§ **TASK DETAILS**: Write out every line of the material below as a numbered list, skipping blank lines and leaving out the pictures.
··· GIVEN DATA ···
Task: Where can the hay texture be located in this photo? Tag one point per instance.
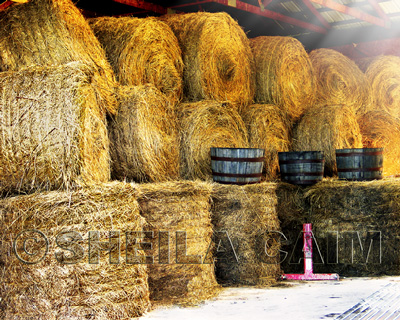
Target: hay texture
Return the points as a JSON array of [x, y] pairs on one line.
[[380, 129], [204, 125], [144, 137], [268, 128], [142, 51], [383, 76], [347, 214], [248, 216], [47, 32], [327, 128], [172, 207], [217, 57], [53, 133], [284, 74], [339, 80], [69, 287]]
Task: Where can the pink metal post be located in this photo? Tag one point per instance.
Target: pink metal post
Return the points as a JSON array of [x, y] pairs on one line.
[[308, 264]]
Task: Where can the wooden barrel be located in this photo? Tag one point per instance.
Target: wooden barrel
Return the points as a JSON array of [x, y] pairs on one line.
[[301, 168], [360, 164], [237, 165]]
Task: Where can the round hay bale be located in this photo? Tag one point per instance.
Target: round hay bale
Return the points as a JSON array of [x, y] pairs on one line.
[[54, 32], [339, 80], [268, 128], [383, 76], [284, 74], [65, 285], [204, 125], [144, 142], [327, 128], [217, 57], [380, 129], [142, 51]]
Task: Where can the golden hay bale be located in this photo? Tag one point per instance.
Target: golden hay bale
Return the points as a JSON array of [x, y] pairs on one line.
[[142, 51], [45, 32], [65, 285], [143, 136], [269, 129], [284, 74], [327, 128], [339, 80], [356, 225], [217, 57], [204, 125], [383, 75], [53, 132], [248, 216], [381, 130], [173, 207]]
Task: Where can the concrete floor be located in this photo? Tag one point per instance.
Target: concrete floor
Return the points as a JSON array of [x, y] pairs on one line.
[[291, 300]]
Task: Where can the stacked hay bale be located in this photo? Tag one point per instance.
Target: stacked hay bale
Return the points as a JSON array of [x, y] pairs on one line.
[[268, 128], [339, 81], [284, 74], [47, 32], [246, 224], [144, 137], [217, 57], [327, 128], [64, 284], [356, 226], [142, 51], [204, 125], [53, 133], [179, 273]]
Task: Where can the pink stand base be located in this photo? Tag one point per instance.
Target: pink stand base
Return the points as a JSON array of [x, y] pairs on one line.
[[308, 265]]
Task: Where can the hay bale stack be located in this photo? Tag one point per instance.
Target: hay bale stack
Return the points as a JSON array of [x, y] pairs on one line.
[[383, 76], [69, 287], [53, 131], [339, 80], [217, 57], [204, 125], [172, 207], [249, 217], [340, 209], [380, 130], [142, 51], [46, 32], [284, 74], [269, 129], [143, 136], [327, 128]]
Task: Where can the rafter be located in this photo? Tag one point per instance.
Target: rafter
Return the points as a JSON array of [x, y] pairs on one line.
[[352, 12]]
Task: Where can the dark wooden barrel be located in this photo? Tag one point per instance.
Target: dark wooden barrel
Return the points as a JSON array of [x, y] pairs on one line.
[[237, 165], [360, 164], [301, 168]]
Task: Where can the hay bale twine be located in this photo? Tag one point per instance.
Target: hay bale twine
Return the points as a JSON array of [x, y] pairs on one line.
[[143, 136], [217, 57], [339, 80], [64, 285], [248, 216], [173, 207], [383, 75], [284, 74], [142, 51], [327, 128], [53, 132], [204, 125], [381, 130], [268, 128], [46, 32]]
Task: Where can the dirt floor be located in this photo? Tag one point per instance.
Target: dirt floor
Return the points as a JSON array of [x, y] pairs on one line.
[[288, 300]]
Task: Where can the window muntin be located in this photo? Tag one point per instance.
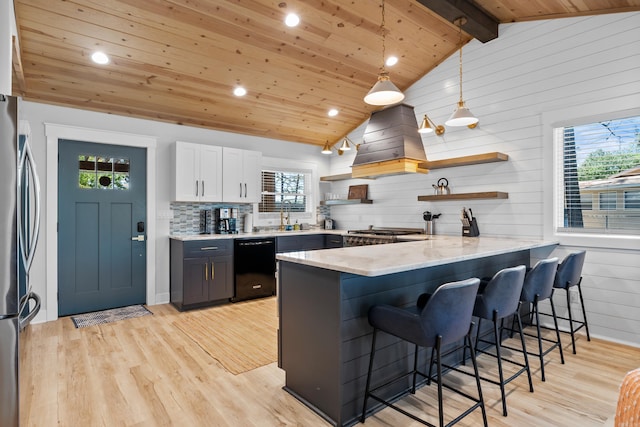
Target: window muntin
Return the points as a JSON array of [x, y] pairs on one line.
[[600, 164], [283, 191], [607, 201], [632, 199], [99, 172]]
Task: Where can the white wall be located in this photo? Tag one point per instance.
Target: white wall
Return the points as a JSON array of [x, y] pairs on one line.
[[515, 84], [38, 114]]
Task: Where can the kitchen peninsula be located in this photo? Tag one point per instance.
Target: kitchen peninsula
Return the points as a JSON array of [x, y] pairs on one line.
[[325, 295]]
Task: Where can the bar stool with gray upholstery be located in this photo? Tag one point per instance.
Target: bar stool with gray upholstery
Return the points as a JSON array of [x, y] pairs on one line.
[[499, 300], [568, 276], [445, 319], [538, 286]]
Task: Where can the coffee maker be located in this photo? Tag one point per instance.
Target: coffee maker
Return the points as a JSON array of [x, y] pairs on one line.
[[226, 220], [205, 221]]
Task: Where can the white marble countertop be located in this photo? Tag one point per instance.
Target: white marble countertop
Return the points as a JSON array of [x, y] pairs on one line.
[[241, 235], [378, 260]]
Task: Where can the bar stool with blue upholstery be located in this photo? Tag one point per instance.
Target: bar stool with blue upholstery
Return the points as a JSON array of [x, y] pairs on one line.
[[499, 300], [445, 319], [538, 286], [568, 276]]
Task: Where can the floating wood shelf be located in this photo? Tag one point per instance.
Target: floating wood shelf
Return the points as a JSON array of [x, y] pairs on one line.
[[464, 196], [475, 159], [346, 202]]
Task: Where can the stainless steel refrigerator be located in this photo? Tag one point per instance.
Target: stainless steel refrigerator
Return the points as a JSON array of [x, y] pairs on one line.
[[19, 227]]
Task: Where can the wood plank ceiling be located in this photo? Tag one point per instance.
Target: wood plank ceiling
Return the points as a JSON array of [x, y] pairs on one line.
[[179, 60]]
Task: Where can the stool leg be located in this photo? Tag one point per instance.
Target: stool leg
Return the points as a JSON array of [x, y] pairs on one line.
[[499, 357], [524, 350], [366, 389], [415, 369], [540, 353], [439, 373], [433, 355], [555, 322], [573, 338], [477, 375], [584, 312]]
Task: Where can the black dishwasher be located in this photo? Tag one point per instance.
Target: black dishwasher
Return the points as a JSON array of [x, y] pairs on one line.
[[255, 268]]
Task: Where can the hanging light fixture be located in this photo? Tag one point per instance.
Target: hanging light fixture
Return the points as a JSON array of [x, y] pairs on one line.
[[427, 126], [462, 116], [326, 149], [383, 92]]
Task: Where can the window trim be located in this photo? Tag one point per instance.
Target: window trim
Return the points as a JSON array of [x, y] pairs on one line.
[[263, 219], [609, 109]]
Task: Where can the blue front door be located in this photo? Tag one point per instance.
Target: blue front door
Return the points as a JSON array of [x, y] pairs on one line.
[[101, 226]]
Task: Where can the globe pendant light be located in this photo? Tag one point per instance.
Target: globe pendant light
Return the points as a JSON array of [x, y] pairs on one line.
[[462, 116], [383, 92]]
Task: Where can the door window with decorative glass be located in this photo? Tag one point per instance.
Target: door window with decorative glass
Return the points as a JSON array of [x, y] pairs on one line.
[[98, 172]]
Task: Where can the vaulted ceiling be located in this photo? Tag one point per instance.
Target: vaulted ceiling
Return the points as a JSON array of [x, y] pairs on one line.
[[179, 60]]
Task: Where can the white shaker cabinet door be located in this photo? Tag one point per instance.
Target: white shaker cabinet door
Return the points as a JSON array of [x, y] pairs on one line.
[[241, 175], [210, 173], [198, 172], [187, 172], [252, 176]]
···
§ **TASK RESPONSE**:
1. Task: Where can the hay texture be located in this photo? Tag one point per instance.
2. Target: hay texture
3. Return the points as a JSON array of [x, y] pairs on one line.
4. [[380, 129], [204, 125], [144, 137], [268, 128], [142, 51], [383, 76], [347, 214], [248, 216], [47, 32], [327, 128], [172, 207], [217, 57], [53, 133], [284, 74], [339, 80], [69, 287]]
5. Task: Where can the pink metal post be located in this photo? Tag one point per instance.
6. Target: pink metal post
7. Return the points as a JSON array of [x, y] pairs on one line.
8. [[308, 264]]
9. Task: Where can the wooden barrel be located in this photo? Tag one point per instance.
10. Target: wooden barrel
11. Return the points as a JSON array of [x, y] pairs on one line.
12. [[301, 168], [360, 164], [237, 165]]
13. Task: Where can the round hay bale be located in this photo? Tag one point per instance.
14. Target: round hay bale
15. Return the points as a JSON array of [x, y] pairs on one line.
16. [[54, 32], [339, 80], [268, 128], [383, 76], [284, 74], [65, 285], [204, 125], [144, 142], [327, 128], [217, 57], [380, 129], [142, 51]]
17. Task: Where can the golden hay bale be located in this photo? Tag one point per instance.
18. Target: golden hay bale
19. Return the points as a JSON array of [x, y] pairs on one line.
20. [[142, 51], [45, 32], [65, 285], [143, 136], [269, 129], [284, 74], [327, 128], [339, 80], [356, 225], [217, 57], [204, 125], [383, 75], [53, 132], [248, 216], [381, 130], [173, 207]]
21. Task: Where can the concrete floor be located in this photo? Tag one point per instance.
22. Target: concrete floor
23. Return the points as a JSON array of [x, y] pairs on one line.
24. [[291, 300]]
25. Task: Where can the stacked hay bale be located in this photo? Tag one point per instance.
26. Target: stacked hay bale
27. Return the points as a JSON array of [x, y] pairs on one line.
28. [[268, 128], [339, 81], [284, 74], [47, 32], [246, 224], [144, 137], [217, 57], [327, 128], [64, 284], [356, 226], [142, 51], [204, 125], [53, 133], [179, 273]]
29. Task: Where can the pink stand base be located in this photo? Tag one point per instance.
30. Target: pink stand base
31. Return the points as a JSON array of [x, y] pairs on one line.
32. [[308, 265]]
33. Task: Where can the hay bale stack be located in this photo? Tag one point per instance.
34. Target: hay bale stack
35. Return the points as a JSON array of [x, y] pairs on one line.
36. [[383, 76], [69, 287], [53, 131], [339, 80], [217, 57], [204, 125], [172, 207], [249, 217], [340, 209], [380, 130], [142, 51], [46, 32], [284, 74], [269, 129], [143, 136], [327, 128]]
37. Task: Where can the rafter be located in this photo? Tag one point per instance.
38. Target: rafter
39. Return the points as a JSON array of [x, y] pairs on one line.
40. [[352, 12]]
41. Task: Where can the dark wooden barrel be located in this photo? Tag one point per instance.
42. Target: dark wooden barrel
43. Return the points as a JSON array of [x, y] pairs on one line.
44. [[237, 165], [360, 164], [301, 168]]
45. Task: Where can the hay bale twine be located in this photo? Tag one point per instance.
46. Target: hay bale twine
47. Return the points as a JSON array of [x, y] pairs on one line.
48. [[143, 136], [217, 57], [339, 80], [64, 285], [248, 216], [173, 207], [383, 75], [284, 74], [142, 51], [327, 128], [53, 132], [204, 125], [381, 130], [268, 128], [46, 32]]
49. Task: Where can the dirt floor be located in this photo? Tag one point per instance.
50. Target: dirt floor
51. Return the points as a JSON array of [x, y] pairs on one line.
52. [[288, 300]]
53. Task: Where can the window muntin be located in this photo? Tag one point per instance.
54. Target: window muntin
55. Return the points as a JSON array of [x, y] pairs on one line.
56. [[600, 164], [283, 191], [607, 201], [632, 199], [99, 172]]
57. Task: Where can the white wall be located in this photo? Tag one point per instance.
58. Target: white wall
59. Return the points as a JSON array of [x, y] pairs on one line.
60. [[515, 84], [38, 114]]
61. Task: Where can the kitchen peninsula be located in this photo? Tag one point per instance.
62. Target: kitchen peninsula
63. Return the points as a JSON array of [x, y] pairs on one line.
64. [[325, 295]]
65. Task: Where can the bar stool with gray upholstery be located in this photo? Tag one point per instance.
66. Target: bar stool with gray upholstery
67. Return the points as a JSON array of [x, y] pairs on one line.
68. [[499, 300], [568, 276], [445, 319], [538, 286]]
69. Task: Where can the coffee maker be located in this photo? Tag one point per instance.
70. Target: coffee maker
71. Return the points as a JSON array of [x, y] pairs on one line.
72. [[226, 220], [205, 221]]
73. Task: Where can the white marble countertop be located in this photo? Tag one point per instance.
74. Target: white marble countertop
75. Return the points as a JSON array of [x, y] pairs on one line.
76. [[241, 235], [378, 260]]
77. Task: Where can the bar stool with blue upholstery be located in this photo? Tag one point per instance.
78. Target: bar stool with blue upholstery
79. Return the points as a JSON array of [x, y] pairs on one line.
80. [[499, 300], [445, 319], [538, 286], [568, 276]]
81. Task: Where can the floating wood shelf be located in this photo? Tag one point per instance.
82. Target: floating wood shelf
83. Return the points as a JSON array of [x, y] pairs on one line.
84. [[464, 196], [475, 159], [346, 202]]
85. Task: Where can the stainless steel refrigerator be located in this photo? Tag one point per instance.
86. Target: stainless steel refrigerator
87. Return the points as a JSON array of [x, y] pairs on one line.
88. [[19, 227]]
89. Task: Where can the wood plank ceiling be located in this photo? Tag one point per instance.
90. Target: wood plank ceiling
91. Return the points as a JSON array of [x, y] pairs on one line.
92. [[179, 60]]
93. Task: Where can the stool leg be located in this photo? Tag one point per instance.
94. Target: stool leg
95. Return the points as a JSON array of [x, y] pairs on one line.
96. [[499, 357], [524, 350], [366, 389], [415, 369], [540, 353], [439, 373], [433, 355], [555, 322], [573, 338], [477, 375], [584, 312]]
97. Task: Where can the black dishwasher be located in this photo? Tag one point per instance.
98. Target: black dishwasher
99. Return the points as a JSON array of [x, y] pairs on one line.
100. [[255, 268]]
101. Task: Where can the hanging light fixture be located in this photo? Tag one point per instance.
102. Target: hanging light fixture
103. Return the points as a JSON array of [x, y] pairs on one line.
104. [[427, 126], [462, 116], [326, 149], [383, 92]]
105. Task: Where can the window trim be located in this photo? Tag one point per instance.
106. Target: window trim
107. Return the points as a JSON array of [x, y] pairs on one line.
108. [[263, 219], [609, 109]]
109. Task: Where can the blue front door be located in this photo? Tag one point per instance.
110. Target: blue front door
111. Return the points as a JSON array of [x, y] pairs on one line.
112. [[101, 226]]
113. Task: Where can the globe pendant light be located in this photo? Tag one point per instance.
114. Target: globe pendant light
115. Return the points as a JSON array of [x, y] pairs on one line.
116. [[462, 116], [383, 92]]
117. Task: Where can the door window with decorative glass be located in this photo? Tag one point per instance.
118. Target: door window with decorative glass
119. Return the points as a JSON array of [x, y] pairs on one line.
120. [[98, 172]]
121. Task: Where can the vaulted ceiling be located in this photo? Tag one point per instance.
122. Target: vaulted ceiling
123. Return the points as a JSON array of [x, y] pairs on one line.
124. [[179, 60]]
125. Task: Where can the white shaker cabinet door be located in this photo? Tag one point per instance.
126. Target: white shaker cabinet door
127. Return the points as a JSON array of [x, y] pairs on one line.
128. [[241, 175], [210, 173], [198, 172], [187, 172], [252, 176]]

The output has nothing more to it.